Controller Mode¶

Run chaos experiments as Kubernetes Custom Resources (CRs), managed by a dedicated controller. Instead of running one-shot experiments via the CLI, you create ChaosExperiment CRs that the controller drives through the experiment lifecycle automatically.

When to use Controller mode

Use this for continuous chaos testing in long-lived clusters, scheduled experiments via CronJobs, GitOps-driven experiment management (Argo CD, Flux), or multi-tenant environments where teams manage their own experiments through Kubernetes RBAC.

CLI vs Controller¶

	CLI Mode	Controller Mode
How it runs	One-shot binary invocation	Kubernetes Deployment watching CRs
Experiment definition	YAML file on disk	ChaosExperiment CR in the cluster
Lifecycle management	CLI process manages everything	Controller reconciles phases
Crash recovery	Experiment lost if process dies	Resumes from last completed phase
Scheduling	Cron or CI trigger	Kubernetes CronJobs
Multi-tenancy	N/A	RBAC on ChaosExperiment namespace
Observability	CLI output, report files	K8s events, conditions, Prometheus metrics

Architecture¶

graph TD
    CR[ChaosExperiment CR]
    Controller[Chaos Controller]
    Orchestrator[Orchestrator]
    Injector[Injection Engine]
    Observer[Observer]
    Evaluator[Evaluator]

    CR -->|watches| Controller
    Controller -->|reconciles| Orchestrator
    Orchestrator --> Injector
    Orchestrator --> Observer
    Orchestrator --> Evaluator
    Evaluator -->|updates status| CR

    style CR fill:#bbdefb,stroke:#1565c0
    style Controller fill:#ce93d8,stroke:#6a1b9a
    style Orchestrator fill:#ce93d8,stroke:#6a1b9a
    style Injector fill:#ffcc80,stroke:#e65100
    style Observer fill:#a5d6a7,stroke:#2e7d32
    style Evaluator fill:#ef9a9a,stroke:#c62828

The controller uses the phase-per-reconcile pattern: each reconcile loop advances the experiment by exactly one phase, updating .status.phase and .status.conditions. If the controller restarts, it resumes from the last completed phase.

> _Stored data_:
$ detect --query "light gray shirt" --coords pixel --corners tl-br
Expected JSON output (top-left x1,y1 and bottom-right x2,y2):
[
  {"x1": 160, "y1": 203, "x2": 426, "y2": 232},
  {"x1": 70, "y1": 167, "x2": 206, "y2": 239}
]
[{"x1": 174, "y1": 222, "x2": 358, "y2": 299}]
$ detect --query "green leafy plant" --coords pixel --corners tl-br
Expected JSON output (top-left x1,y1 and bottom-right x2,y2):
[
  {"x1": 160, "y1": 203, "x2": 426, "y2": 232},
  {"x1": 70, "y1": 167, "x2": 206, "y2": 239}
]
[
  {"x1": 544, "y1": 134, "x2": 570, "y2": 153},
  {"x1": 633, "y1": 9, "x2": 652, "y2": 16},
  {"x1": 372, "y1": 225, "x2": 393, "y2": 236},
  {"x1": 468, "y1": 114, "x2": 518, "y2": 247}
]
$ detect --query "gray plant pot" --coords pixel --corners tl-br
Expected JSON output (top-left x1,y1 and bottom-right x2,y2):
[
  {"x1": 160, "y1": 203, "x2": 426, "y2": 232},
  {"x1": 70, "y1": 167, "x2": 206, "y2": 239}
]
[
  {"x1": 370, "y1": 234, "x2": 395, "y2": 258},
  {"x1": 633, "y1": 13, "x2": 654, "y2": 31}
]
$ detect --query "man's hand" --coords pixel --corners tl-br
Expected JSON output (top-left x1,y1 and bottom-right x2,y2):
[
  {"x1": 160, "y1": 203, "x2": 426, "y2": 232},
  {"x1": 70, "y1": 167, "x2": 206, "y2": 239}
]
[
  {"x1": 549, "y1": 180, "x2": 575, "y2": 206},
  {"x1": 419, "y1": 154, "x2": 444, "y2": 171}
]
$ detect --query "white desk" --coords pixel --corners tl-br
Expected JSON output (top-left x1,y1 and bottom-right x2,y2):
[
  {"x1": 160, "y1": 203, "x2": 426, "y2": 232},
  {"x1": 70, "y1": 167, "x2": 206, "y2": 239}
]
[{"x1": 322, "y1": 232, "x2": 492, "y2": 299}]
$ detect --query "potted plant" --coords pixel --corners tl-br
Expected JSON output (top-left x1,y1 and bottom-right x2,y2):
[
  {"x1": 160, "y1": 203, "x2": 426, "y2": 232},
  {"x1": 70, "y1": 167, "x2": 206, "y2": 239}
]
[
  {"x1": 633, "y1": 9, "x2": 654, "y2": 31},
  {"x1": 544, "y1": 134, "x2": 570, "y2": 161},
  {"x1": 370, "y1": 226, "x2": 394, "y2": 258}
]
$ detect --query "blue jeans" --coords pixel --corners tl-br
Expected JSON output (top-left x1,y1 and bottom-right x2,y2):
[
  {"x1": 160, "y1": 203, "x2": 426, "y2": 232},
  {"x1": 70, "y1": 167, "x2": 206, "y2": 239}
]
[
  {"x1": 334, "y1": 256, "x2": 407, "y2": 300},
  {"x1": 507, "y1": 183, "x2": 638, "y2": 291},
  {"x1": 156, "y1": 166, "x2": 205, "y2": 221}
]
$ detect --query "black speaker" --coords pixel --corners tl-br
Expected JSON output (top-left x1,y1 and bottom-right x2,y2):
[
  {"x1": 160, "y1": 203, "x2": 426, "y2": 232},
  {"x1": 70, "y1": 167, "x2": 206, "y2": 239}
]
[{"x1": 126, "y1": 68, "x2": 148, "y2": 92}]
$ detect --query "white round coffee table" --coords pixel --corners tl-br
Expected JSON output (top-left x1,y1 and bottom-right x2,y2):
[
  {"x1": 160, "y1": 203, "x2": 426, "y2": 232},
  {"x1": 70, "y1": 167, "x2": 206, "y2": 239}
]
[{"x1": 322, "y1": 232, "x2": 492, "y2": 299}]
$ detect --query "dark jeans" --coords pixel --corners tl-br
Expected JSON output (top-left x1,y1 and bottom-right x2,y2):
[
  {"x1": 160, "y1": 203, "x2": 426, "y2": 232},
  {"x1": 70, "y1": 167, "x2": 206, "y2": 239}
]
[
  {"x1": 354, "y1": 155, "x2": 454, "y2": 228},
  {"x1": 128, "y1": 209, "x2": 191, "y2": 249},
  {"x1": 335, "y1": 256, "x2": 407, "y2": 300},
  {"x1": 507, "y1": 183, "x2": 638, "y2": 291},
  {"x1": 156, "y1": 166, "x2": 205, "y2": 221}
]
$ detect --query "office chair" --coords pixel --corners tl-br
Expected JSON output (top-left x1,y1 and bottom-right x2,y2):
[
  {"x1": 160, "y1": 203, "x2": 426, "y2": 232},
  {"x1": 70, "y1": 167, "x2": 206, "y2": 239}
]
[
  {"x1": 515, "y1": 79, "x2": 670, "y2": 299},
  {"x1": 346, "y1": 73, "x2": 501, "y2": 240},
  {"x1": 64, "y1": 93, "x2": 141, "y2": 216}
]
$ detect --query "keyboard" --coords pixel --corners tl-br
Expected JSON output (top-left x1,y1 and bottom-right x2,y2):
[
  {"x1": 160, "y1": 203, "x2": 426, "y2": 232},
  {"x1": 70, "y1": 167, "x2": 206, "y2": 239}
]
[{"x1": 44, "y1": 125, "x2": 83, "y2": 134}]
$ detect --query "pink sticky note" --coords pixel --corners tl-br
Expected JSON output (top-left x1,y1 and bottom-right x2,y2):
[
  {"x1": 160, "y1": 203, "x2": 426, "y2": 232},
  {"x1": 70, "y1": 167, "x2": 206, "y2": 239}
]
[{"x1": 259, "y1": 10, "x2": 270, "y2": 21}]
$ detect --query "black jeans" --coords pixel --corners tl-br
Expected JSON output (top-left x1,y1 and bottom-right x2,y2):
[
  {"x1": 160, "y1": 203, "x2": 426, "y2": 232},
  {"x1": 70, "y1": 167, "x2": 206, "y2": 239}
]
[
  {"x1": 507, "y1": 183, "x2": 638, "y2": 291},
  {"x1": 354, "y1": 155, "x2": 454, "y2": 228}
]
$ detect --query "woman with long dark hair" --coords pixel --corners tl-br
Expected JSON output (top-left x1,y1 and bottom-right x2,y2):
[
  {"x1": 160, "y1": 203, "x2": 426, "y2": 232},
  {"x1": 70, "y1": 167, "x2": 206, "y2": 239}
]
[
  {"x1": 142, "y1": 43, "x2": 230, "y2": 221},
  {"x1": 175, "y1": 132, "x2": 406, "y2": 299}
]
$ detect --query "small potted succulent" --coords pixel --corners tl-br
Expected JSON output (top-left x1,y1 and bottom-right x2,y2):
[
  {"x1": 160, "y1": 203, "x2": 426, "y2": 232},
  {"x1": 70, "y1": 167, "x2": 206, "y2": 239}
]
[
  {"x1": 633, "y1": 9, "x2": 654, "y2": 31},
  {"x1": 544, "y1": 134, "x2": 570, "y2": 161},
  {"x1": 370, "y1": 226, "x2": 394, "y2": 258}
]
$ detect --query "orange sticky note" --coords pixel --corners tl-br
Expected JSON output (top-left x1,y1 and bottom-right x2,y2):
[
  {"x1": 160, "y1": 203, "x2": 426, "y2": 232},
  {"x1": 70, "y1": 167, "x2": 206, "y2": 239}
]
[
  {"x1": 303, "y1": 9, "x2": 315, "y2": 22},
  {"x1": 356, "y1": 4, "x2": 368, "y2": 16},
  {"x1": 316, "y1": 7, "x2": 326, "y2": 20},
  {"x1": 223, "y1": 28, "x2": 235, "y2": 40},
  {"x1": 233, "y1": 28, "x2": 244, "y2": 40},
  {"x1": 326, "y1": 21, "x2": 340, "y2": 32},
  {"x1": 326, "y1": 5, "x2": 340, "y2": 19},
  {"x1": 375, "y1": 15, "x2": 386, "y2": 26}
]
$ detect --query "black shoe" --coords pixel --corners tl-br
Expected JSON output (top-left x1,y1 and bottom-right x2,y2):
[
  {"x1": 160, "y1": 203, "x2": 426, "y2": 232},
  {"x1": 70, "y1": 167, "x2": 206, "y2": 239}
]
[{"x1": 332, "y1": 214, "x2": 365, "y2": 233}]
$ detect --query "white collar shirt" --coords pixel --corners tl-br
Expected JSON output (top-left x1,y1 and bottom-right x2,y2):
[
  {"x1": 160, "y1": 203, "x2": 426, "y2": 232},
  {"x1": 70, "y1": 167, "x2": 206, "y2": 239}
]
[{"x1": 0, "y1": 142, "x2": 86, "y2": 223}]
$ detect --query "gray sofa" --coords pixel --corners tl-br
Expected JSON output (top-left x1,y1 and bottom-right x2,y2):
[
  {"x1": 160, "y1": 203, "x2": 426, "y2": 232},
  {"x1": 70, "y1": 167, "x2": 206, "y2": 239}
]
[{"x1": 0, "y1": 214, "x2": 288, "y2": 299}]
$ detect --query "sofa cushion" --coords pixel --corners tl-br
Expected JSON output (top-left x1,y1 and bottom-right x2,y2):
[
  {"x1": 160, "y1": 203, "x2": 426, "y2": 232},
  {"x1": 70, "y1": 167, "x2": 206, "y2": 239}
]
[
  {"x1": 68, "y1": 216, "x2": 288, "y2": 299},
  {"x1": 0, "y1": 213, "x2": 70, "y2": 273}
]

> _The tasks_:
1. Answer these questions using the controller mode page:
(a) According to the comparison table, what happens to an experiment in CLI mode if the process dies?
(b) In the architecture diagram, what does the Evaluator update on the ChaosExperiment CR?
(c) Which two fields does each reconcile loop update?
2. Reproduce the stretch of the controller mode page from "style CR fill:#bbdefb,stroke:#1565c0" through "last completed phase.".
3. Decide whether each statement agrees with the controller mode page. Answer yes or no, and quote the words that decide it.
(a) In controller mode, experiments are scheduled with Kubernetes CronJobs.
(b) Each reconcile loop moves an experiment forward by several phases.
(c) In CLI mode, an experiment is defined as a ChaosExperiment CR in the cluster.
The entries have no connection to the text on controller mode.

> _Task-by-task results_:
1.
(a) The experiment is lost.
(b) Its status.
(c) .status.phase and .status.conditions

2.
style CR fill:#bbdefb,stroke:#1565c0
    style Controller fill:#ce93d8,stroke:#6a1b9a
    style Orchestrator fill:#ce93d8,stroke:#6a1b9a
    style Injector fill:#ffcc80,stroke:#e65100
    style Observer fill:#a5d6a7,stroke:#2e7d32
    style Evaluator fill:#ef9a9a,stroke:#c62828

The controller uses the phase-per-reconcile pattern: each reconcile loop advances the experiment by exactly one phase, updating .status.phase and .status.conditions. If the controller restarts, it resumes from the last completed phase.

3.
(a) Yes: "Kubernetes CronJobs"
(b) No: "each reconcile loop advances the experiment by exactly one phase"
(c) No: "YAML file on disk"